● WHAT IS ASKED
Swap every "Target" for "Object" in the rows below, leaving all other text as is, and leave out the pictures.

[RECORD EXTRACTS start]

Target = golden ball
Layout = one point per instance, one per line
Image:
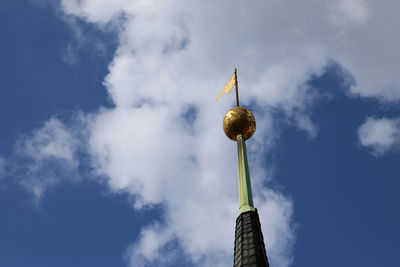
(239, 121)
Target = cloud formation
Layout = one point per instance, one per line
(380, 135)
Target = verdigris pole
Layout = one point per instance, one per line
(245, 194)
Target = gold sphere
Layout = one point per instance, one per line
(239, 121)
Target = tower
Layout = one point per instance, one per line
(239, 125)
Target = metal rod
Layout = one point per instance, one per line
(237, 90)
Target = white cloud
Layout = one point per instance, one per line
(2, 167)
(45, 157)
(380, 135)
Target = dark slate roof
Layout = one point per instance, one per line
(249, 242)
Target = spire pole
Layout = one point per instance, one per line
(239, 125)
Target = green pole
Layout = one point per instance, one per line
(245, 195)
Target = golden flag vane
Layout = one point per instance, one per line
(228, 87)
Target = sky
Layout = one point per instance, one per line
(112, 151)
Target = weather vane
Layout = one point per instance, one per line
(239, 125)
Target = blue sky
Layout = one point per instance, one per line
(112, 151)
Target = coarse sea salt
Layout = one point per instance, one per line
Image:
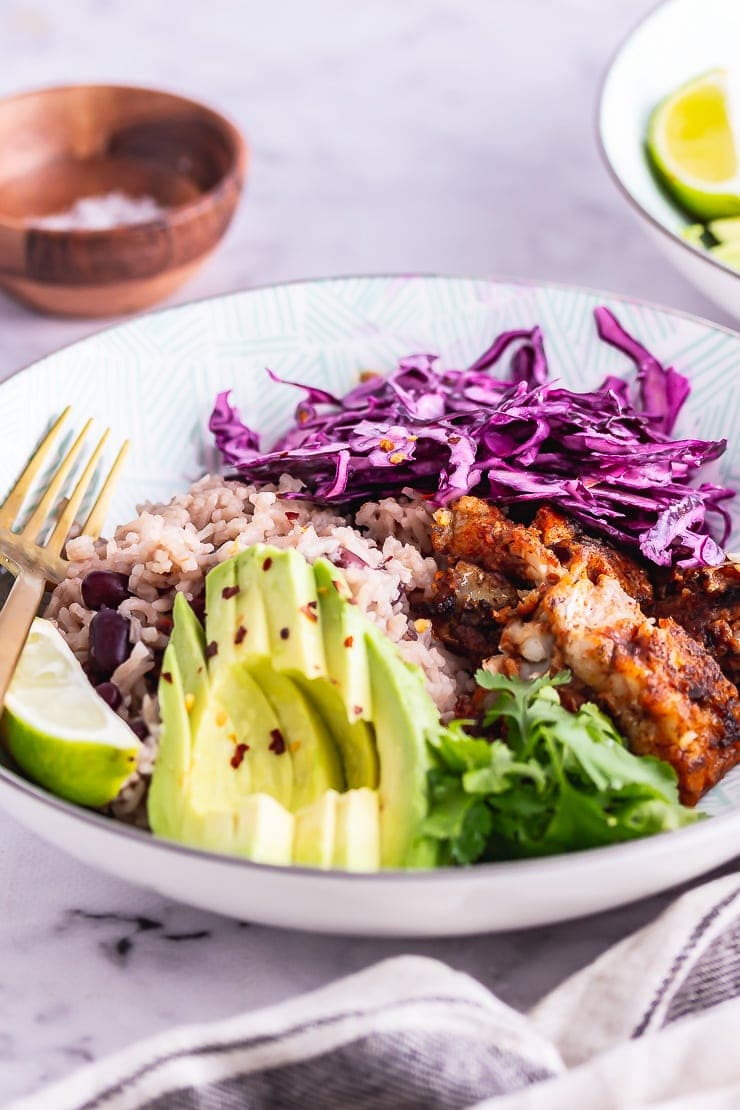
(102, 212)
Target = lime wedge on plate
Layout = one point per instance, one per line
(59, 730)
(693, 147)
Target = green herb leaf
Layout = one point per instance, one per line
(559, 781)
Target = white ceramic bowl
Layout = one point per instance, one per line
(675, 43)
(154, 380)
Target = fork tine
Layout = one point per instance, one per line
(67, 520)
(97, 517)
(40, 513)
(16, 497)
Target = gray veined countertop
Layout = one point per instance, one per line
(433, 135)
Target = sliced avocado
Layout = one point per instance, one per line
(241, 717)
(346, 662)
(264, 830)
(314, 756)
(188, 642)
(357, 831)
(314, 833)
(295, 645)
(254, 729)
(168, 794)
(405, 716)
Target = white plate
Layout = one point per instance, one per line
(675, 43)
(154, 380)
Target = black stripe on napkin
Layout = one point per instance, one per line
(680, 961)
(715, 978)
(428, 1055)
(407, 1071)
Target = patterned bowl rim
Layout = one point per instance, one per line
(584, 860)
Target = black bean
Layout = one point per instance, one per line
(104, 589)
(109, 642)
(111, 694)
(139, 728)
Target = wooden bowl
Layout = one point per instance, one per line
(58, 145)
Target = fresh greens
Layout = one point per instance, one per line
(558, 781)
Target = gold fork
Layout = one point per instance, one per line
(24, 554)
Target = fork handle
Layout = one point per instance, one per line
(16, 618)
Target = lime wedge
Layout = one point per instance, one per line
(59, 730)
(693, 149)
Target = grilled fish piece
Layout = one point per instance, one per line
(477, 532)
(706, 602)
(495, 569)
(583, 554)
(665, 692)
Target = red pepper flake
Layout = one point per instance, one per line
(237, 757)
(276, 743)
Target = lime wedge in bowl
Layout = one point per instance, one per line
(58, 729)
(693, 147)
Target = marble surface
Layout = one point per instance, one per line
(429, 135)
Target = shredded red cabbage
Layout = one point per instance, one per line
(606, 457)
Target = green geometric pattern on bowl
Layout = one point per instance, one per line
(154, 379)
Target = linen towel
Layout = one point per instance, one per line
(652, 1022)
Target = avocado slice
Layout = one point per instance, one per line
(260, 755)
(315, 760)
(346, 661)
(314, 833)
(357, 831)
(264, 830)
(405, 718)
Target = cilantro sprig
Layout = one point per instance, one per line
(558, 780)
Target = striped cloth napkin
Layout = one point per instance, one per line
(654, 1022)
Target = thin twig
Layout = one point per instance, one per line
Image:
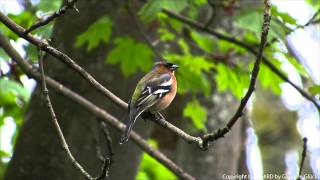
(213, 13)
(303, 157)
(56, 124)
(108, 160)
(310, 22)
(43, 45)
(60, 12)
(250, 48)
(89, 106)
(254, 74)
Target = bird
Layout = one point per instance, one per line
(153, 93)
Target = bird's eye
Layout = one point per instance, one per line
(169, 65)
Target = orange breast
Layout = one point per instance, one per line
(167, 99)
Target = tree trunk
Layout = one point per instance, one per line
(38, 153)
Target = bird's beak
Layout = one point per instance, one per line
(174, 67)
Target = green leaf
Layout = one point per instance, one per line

[RECORD EXTRACTS end]

● OUTPUT BELOW
Object = golden ball
Layout = one point per instance, one per line
Image:
(239, 121)
Object = cloud formation
Layout = one point per instance, one per line
(380, 135)
Object = verdigris pole
Layout = one point per instance, one per line
(245, 194)
Object = gold sphere
Layout = one point per instance, one per line
(239, 121)
Object = tower
Layout = one point per instance, one per line
(239, 125)
Object = metal rod
Layout = one point per instance, one per line
(237, 90)
Object = white cloud
Layout = one point per instance, one per line
(2, 167)
(45, 157)
(380, 135)
Object = dark slate roof
Layout = one point per instance, one per line
(249, 242)
Object = spire pole
Layout = one point per instance, one per line
(239, 125)
Object = green pole
Layout = one point per instance, one per line
(245, 195)
Object = golden flag vane
Layout = one point per instance, one per line
(228, 87)
Object = sky
Layout = one point per instance, one per line
(112, 151)
Object = weather vane
Layout = one point per instance, one per line
(239, 125)
Object = blue sky
Layout = one point per instance, one per line
(112, 151)
Object = coarse sea salt
Layout = one point per instance, one per line
Image:
(102, 212)
Object = lime wedge on plate
Layout = one point per instance, one per line
(59, 730)
(693, 147)
Object = green herb leaf
Layout = one point per instance, one per line
(559, 781)
Object = white ceramic bowl
Layout = one point per instance, one per line
(675, 43)
(154, 380)
Object = fork tine
Layout = one point per instance, one per line
(67, 520)
(97, 517)
(40, 513)
(16, 497)
Object = gray veined countertop
Layout = one point per instance, one per line
(433, 135)
Object = sliced avocado
Layout = one point per instance, one per line
(241, 717)
(346, 662)
(264, 830)
(314, 756)
(188, 642)
(357, 831)
(314, 833)
(295, 645)
(254, 729)
(168, 794)
(405, 716)
Object = white plate
Layout = one point per instance, one per line
(675, 43)
(154, 380)
Object = black stripe on napkin
Layout = one point per instance, one per line
(680, 961)
(715, 978)
(428, 1055)
(407, 1071)
Object = patterned bowl rim
Layout = one point per instance, one per line
(584, 860)
Object = black bean
Layout = one point per instance, one per line
(104, 589)
(109, 642)
(111, 694)
(139, 728)
Object = wooden bowl
Layout = one point per instance, one per line
(58, 145)
Object = fresh greens
Layout = one point per instance, one per line
(558, 781)
Object = gold fork
Layout = one point per instance, one per line
(24, 554)
Object = fork handle
Layout = one point per instance, one per line
(16, 618)
Object = lime wedge
Layout = one point per instance, one per line
(59, 730)
(693, 149)
Object = grilled fish piece
Layout = one point per instance, one per line
(477, 532)
(706, 602)
(495, 569)
(583, 554)
(665, 692)
Object = red pepper flake
Layout = one point per instance, one per line
(237, 757)
(276, 743)
Object = lime wedge in bowl
Layout = one point per instance, one per line
(58, 729)
(693, 147)
Object = marble surface
Layout = one point per instance, one per line
(429, 135)
Object = shredded red cabbage
Layout = one point per instance, one per line
(606, 457)
Object = green geometric pattern on bowl
Layout = one point per instance, one per line
(154, 379)
Object = linen towel
Layout = one point per instance, one per line
(652, 1022)
Object = avocado slice
Layout = one point per instance, one per line
(260, 755)
(315, 760)
(346, 661)
(314, 833)
(357, 831)
(264, 830)
(405, 718)
Object = cilantro sprig
Layout = one point per instance, one per line
(558, 780)
Object = striped cloth napkin
Layout = one point per instance, one per line
(654, 1022)
Object = thin twig
Layout = one point per instance, one per line
Image:
(213, 13)
(303, 157)
(56, 124)
(108, 160)
(310, 22)
(43, 45)
(60, 12)
(250, 48)
(89, 106)
(254, 74)
Object = bird
Layout = one point per instance, one per line
(153, 93)
Object = bird's eye
Layout = one point per instance, one per line
(169, 65)
Object = orange breast
Layout = one point per instance, one per line
(167, 99)
Object = tree trunk
Layout = one point per instance, one per line
(38, 153)
Object = bird's beak
Layout = one point per instance, one per line
(174, 67)
Object = green leaf
Layout = one point per instance, one per line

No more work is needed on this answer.